### Entries provided ###
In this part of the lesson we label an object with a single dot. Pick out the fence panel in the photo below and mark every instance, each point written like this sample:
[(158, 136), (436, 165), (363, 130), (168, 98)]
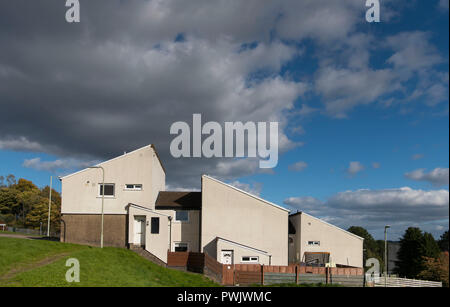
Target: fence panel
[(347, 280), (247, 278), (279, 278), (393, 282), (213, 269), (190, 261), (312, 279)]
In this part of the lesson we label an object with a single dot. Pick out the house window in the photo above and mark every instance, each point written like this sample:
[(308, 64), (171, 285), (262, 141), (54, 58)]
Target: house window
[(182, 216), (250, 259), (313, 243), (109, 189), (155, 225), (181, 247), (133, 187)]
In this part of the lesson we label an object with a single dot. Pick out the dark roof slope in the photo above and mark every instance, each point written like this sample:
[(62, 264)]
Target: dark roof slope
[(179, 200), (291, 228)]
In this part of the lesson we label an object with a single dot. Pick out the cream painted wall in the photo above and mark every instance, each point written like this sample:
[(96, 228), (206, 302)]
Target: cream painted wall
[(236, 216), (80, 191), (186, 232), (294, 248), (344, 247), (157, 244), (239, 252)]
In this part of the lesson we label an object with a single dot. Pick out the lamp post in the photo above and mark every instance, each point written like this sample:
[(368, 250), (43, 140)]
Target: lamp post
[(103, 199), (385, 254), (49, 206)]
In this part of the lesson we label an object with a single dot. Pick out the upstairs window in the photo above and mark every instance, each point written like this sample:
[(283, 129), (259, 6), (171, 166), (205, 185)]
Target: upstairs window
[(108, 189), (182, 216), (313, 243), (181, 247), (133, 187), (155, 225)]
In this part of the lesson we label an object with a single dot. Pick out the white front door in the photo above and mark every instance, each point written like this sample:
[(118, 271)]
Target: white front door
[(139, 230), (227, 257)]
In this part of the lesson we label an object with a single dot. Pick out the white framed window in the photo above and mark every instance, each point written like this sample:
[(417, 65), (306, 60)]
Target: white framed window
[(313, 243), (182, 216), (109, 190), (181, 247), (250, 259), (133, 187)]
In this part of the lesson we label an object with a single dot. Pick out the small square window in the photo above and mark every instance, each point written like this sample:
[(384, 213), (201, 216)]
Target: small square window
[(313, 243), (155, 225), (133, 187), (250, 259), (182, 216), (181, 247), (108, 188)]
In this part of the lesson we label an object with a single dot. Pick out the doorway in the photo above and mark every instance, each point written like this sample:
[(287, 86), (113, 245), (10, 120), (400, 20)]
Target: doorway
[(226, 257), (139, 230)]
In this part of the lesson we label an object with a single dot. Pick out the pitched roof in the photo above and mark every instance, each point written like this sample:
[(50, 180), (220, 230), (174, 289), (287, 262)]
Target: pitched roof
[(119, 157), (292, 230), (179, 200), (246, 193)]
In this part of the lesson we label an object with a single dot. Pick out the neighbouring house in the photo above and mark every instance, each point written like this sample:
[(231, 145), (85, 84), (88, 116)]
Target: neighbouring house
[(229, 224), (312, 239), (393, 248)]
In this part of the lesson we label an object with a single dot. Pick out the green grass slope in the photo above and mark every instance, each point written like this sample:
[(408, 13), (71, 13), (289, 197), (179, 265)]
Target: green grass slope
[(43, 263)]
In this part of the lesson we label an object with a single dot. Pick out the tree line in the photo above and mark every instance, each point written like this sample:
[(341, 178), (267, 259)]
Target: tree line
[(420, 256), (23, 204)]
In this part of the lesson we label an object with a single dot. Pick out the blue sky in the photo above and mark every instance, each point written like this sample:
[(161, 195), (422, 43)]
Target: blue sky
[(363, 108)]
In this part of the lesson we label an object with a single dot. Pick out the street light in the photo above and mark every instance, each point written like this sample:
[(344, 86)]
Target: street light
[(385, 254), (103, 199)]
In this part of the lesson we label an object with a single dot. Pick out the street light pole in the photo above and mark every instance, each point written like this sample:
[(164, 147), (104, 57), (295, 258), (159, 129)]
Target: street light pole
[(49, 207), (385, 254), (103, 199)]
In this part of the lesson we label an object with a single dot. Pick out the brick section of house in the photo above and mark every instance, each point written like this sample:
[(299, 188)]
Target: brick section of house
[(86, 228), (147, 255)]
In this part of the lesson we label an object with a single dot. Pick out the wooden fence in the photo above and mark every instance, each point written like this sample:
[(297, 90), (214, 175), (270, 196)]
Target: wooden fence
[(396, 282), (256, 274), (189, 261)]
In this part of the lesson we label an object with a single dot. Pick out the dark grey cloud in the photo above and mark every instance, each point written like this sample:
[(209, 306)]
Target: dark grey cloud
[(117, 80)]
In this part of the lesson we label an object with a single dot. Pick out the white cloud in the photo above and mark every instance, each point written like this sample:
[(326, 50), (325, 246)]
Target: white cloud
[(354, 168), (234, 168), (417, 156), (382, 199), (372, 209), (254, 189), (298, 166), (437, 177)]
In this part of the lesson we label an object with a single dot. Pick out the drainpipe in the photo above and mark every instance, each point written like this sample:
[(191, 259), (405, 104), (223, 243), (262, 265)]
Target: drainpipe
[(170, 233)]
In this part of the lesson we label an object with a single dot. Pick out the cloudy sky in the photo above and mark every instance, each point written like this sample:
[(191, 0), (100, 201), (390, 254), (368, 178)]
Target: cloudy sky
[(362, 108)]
###
Task prompt:
After removing the pictures, set down every record above exactly as it stands.

Response below:
In this part of the lesson we label an object with a single dot. Pick out the fence panel in the photo below and mark every instance, each point written like this sample:
[(158, 136), (436, 165), (363, 130), (168, 98)]
Target: fence panel
[(347, 280), (247, 278), (279, 278), (393, 282), (213, 269), (190, 261), (312, 279)]
In this part of the lesson we label an object with a single dot. Pick out the house window in the photo above and mark every instance, each point written like this sample:
[(308, 64), (171, 285), (262, 141), (54, 58)]
Target: house window
[(182, 216), (250, 259), (313, 243), (109, 189), (155, 225), (181, 247), (133, 187)]
In this part of the lesson we label an object with a single dot. Pick out the dark roof slope in the photo above and mark every instance, each point written like this sample:
[(62, 264)]
Target: dark roof slope
[(179, 200), (291, 228)]
In this part of the lesson we label an object with a single dot. Pick out the cream painted wall in the photo above and mark every instance, each point written like this sample:
[(96, 228), (206, 302)]
Target: cream painted wall
[(236, 216), (80, 191), (186, 232), (294, 248), (344, 247), (157, 244), (239, 252)]
In this part of the lesson we label an object with a single dot. Pick out the lamp post in the photo above and mark every instance, each point written like this sample:
[(368, 250), (43, 140)]
Target: lamp post
[(103, 199), (385, 254), (49, 206)]
In this part of the lesson we label an object with a single dot. Pick out the upstairs window in the photo above and mark every instance, each point written like this sample:
[(283, 129), (259, 6), (171, 166), (205, 185)]
Target: upstairs window
[(108, 189), (182, 216), (313, 243), (181, 247), (133, 187), (155, 225)]
In this part of the lesson we label an object with a single dot. Pick out the white front door in the photo above and mark every instance, each point written like this sample:
[(118, 271)]
Target: white front door
[(139, 230), (227, 257)]
In this part of the lesson we label an object with a single dot. Pick out the white framed window in the photo above and mark every instance, each point written like this sample:
[(417, 65), (306, 60)]
Target: white framed window
[(313, 243), (182, 216), (109, 190), (181, 247), (250, 259), (133, 187)]
In this part of the lesson we label an object with a single dot. Pick out the small square window in the photo above and mark every instance, each point written like this sample:
[(384, 213), (201, 216)]
Target: small square window
[(313, 243), (155, 225), (133, 187), (250, 259), (182, 216), (181, 247), (108, 188)]
In this part of the lesson we label an object with a single dot. Pick out the doorway in the photo above and mark every instance, each point written like this sample:
[(287, 86), (113, 245), (10, 120), (400, 20)]
Target: doorway
[(226, 257), (139, 230)]
In this part of the lesson we label an object with a single dot. Pick out the pitched roof in the photo above and mark every instance, each point written like this sample:
[(50, 180), (220, 230), (174, 289), (287, 262)]
Target: pitched roof
[(119, 157), (292, 230), (179, 200), (246, 193)]
In this part of the lesson we label an object with a single dot. Pick out the neighbouring house in the photo above and mark every instance, each point written like this sample:
[(231, 145), (85, 84), (88, 116)]
Target: neighbouring house
[(229, 224), (312, 239), (393, 248)]
In this part of the lesson we label an object with a single dot. Pick out the green grass slope in the photo above and mark every instance, each point written like this sample:
[(408, 13), (71, 13), (289, 197), (179, 265)]
Target: green grass slope
[(43, 263)]
In this part of the lesson we label an object with a single dot. Pick out the tree line in the photo above and mark every instance, each point written like this sample:
[(341, 178), (267, 259)]
Target: tree line
[(420, 256), (23, 204)]
In this part of the lesson we label an object with a single dot. Pick out the blue sky in the photo above and mark every instance, each point written like this sample:
[(161, 195), (422, 43)]
Target: blue sky
[(363, 108)]
In this part of the lesson we label an object with a single dot. Pick out the street light in the photo above and mark every instance, each point written like this sample:
[(344, 86)]
Target: street light
[(385, 254), (103, 199)]
In this part of the lesson we label an object with a single dot. Pick out the street light pole in the photo above and mark every instance, each point written like this sample:
[(164, 147), (104, 57), (295, 258), (159, 129)]
Target: street light pole
[(49, 207), (385, 254), (103, 199)]
In this part of the lesson we label an object with a single dot. Pick out the brick section of house in the photo above and mark every instance, each point written like this sample:
[(299, 188)]
Target: brick section of house
[(86, 228), (147, 255)]
In this part of the lesson we label an object with a single dot. Pick out the wooden fence in the photo above and mark every instance, each point written like this sample:
[(297, 90), (214, 175), (270, 196)]
Target: wooden fence
[(396, 282), (256, 274), (189, 261)]
In this part of the lesson we label an object with a single dot. Pick out the dark grey cloud in the photo above and mark every instance, each point written like this sample:
[(209, 306)]
Target: dark grey cloud
[(117, 80)]
In this part of the lesson we label an object with a single dot. Pick out the white cloud in the photo above and mark every instance, each point written like this sample:
[(326, 50), (325, 246)]
Target: white cloud
[(354, 168), (234, 168), (417, 156), (382, 199), (372, 209), (254, 189), (298, 166), (437, 177)]
In this part of the lesson we label an object with a single dot. Pick out the drainpipe in the photo above and mark every instance, each point written like this sample:
[(191, 259), (405, 104), (223, 243), (262, 265)]
Target: drainpipe
[(170, 233)]
In this part of the lesson we label an object with a single dot. Pick out the cloudy sky in the photo above and mark every instance, each point written like this sample:
[(191, 0), (100, 201), (390, 254), (368, 178)]
Target: cloudy sky
[(362, 108)]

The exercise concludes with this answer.